§ **PASSAGE FOR REVIEW**:
========
Although many who have studied the subject believe that the record is incomplete, the officially acknowledged total of forced sterilizations in Washington is 685. Of that number, 501, or approximately 75 percent, were women. Tubal ligation was the primary method used to sterilize women, vasectomies were used for men. The majority of sterilizations were performed on people deemed mentally ill (256 women and 147 men) or mentally deficient (243 women and 33 men). It appears, but is not clear from the record, that a small number of rapists and/or habitual criminals were also sterilized.
With the state supreme court’s 1942 ruling that the 1921 Prevention of Procreation Act was unconstitutional, and the 1979 repeal of the Marriage Regulation Act, the anti-eugenic battle appears to have been won in Washington. But statutes can change any time a legislature sits in session, and new laws often reflect the mores and prejudices of their time and place. History has demonstrated again and again that these are not fixed standards.
The Law as it Stands
The issue of forced sterilization has not gone away in Washington, as the 1980 case In re Hayes demonstrates. Edith Melissa Maria Hayes was born severely mentally retarded in December 1963. Her mother, Sharon Hayes, petitioned the Superior Court for Grant County for an order appointing her Edith’s guardian and specifically authorizing a sterilization procedure on her daughter, who had reached sexual maturity. The court refused, ruling that it had no jurisdiction, and dismissed the petition. The mother appealed only the court’s conclusion that it lacked the jurisdiction to authorize the sterilization of a mentally incompetent person.
The state supreme court, in a 5-4 decision, reversed, finding that Article 4, Section 6 of the state constitution, which reads in relevant part “The superior court shall also have original jurisdiction in all cases and of all proceedings in which jurisdiction shall not have been by law vested exclusively in some other court …” was sufficient to empower superior courts to “entertain and act upon a petition from the parent or guardian of a mentally incompetent person for a medical procedure such as sterilization” (In re Hayes, 232).
After a thorough review of the sad legal history of forced sterilization inflicted on the allegedly disabled, and of the discredited tenets of negative eugenics, the court ruled that “Despite all that has been said thus far, in the rare case sterilization may indeed be in the best interests of the retarded person” (In re Hayes, 237). But, it cautioned, “the court must exercise care to protect the individual’s right of privacy, and thereby not unnecessarily invade that right. Substantial medical evidence must be adduced, and the burden on the proponent of sterilization will be to show by clear, cogent and convincing evidence that such a procedure is in the best interest of the retarded person” (In re Hayes, 237).
The opinion then prescribed stringent and detailed procedural requirements and the factual findings necessary to support a court’s decision to allow sterilization, which as of 2022 remained the case. In its conclusion, applying those standards to the case of Edith Hayes, the court ruled that the burden had not been met, and the matter was sent back to the Grant County Superior Court “for further proceedings consistent with this opinion” (In re Hayes, 239). The eventual fate of Edith Melissa Maria Hayes does not appear in the record.
========
§ **Collection entries**:
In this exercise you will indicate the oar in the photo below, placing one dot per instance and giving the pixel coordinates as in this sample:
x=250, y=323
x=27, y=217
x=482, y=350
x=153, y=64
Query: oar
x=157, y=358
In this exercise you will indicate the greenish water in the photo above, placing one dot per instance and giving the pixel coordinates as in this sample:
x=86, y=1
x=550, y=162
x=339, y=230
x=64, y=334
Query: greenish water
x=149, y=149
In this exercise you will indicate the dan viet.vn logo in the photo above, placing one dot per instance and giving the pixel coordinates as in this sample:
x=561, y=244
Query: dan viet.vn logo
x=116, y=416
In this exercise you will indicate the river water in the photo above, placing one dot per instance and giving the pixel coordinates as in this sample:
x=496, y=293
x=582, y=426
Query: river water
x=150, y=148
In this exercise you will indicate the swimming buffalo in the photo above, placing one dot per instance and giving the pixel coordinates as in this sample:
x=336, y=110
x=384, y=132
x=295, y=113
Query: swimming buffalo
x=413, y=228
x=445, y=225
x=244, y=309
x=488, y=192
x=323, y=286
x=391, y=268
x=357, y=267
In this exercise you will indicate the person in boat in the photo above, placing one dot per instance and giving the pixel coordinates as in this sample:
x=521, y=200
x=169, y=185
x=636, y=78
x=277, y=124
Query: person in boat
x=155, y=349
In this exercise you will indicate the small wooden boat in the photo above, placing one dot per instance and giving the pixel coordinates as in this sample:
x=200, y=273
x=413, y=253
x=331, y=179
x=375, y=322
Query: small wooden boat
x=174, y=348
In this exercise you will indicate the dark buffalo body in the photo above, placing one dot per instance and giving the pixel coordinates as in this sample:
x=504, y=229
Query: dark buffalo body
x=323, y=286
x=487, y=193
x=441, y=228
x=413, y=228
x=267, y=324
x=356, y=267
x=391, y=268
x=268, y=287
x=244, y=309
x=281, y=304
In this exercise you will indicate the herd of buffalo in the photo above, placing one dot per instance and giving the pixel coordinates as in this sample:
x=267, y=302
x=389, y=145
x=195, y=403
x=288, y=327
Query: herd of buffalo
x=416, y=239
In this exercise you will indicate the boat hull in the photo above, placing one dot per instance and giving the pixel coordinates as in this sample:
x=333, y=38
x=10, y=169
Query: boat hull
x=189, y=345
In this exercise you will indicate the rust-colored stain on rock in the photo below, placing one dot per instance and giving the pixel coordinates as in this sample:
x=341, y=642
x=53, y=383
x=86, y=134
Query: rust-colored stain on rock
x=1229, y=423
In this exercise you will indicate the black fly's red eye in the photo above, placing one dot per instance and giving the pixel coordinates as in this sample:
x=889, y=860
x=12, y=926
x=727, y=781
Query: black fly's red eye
========
§ **COMPLETE THE FOLLOWING**:
A. What is the officially acknowledged total of forced sterilizations in Washington, according to the passage on forced sterilization in Washington?
B. Based on the passage on forced sterilization in Washington, decide whether each statement agrees with it, answering yes or no and quoting the words that decide it: (i) The Superior Court for Grant County granted Sharon Hayes's petition. (ii) The state supreme court decided In re Hayes by a 5-4 vote. (iii) The Marriage Regulation Act was repealed in 1942.
C. List every year that the passage on forced sterilization in Washington mentions, in the order each first appears.

§ **PER-TASK ANSWERS**:
A. 685

B.
(i) No: "The court refused, ruling that it had no jurisdiction, and dismissed the petition."
(ii) Yes: "The state supreme court, in a 5-4 decision, reversed"
(iii) No: "the 1979 repeal of the Marriage Regulation Act"

C. 1942, 1921, 1979, 1980, 1963, 2022